◆ EXERCISE PROMPT
Return every line in the entries below that contains the string "instance". Case counts.
====
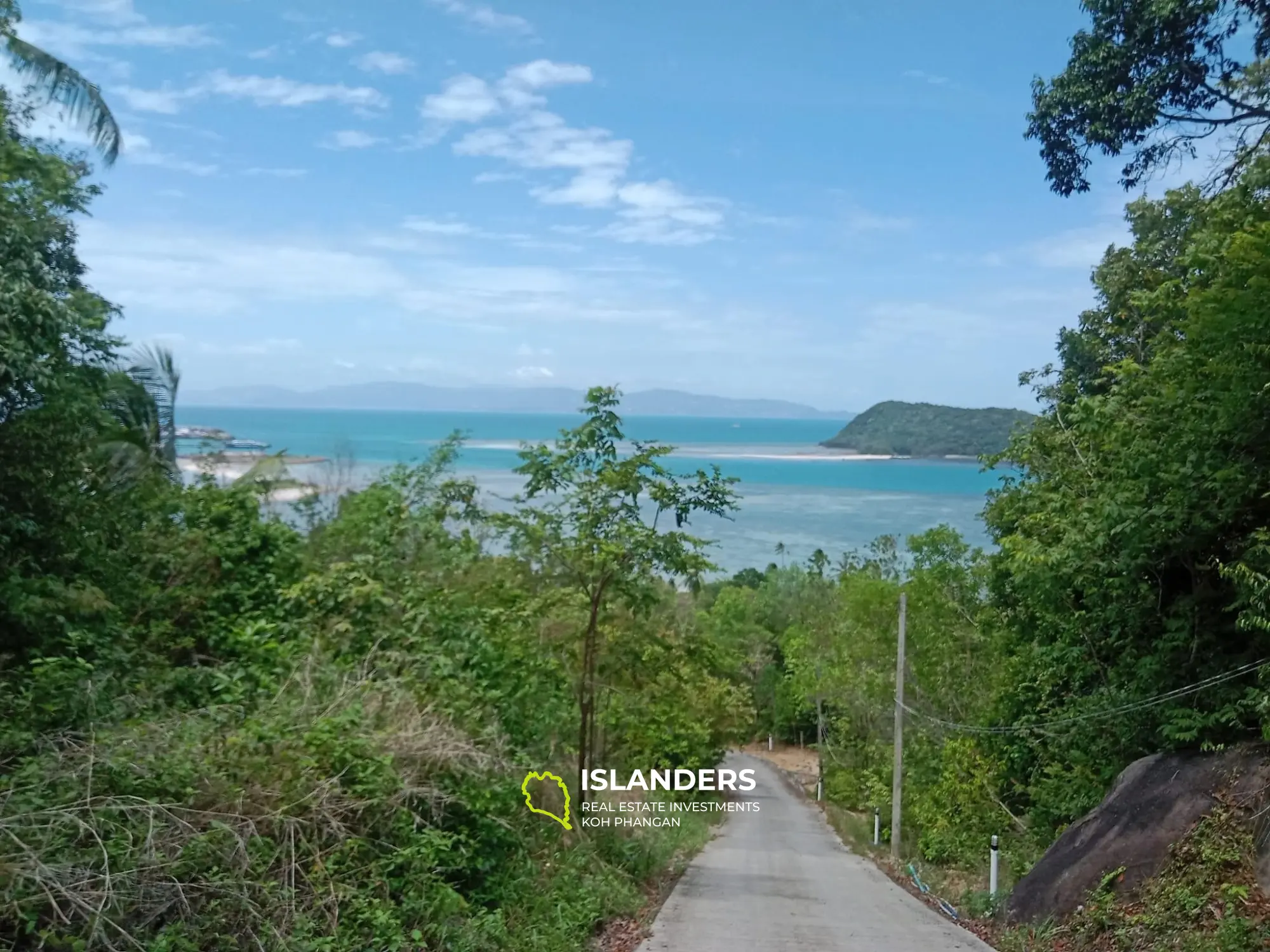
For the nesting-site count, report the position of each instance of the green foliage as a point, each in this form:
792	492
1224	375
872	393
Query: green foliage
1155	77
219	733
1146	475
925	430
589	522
====
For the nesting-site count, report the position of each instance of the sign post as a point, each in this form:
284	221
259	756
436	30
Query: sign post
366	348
====
◆ RESULT OF THIS TASK
For the nesting-site count, report the position of each instance of the green foliage as a point, each in this form:
For the nesting-site count, report the position of each instance of the sign post as a point, each in this form:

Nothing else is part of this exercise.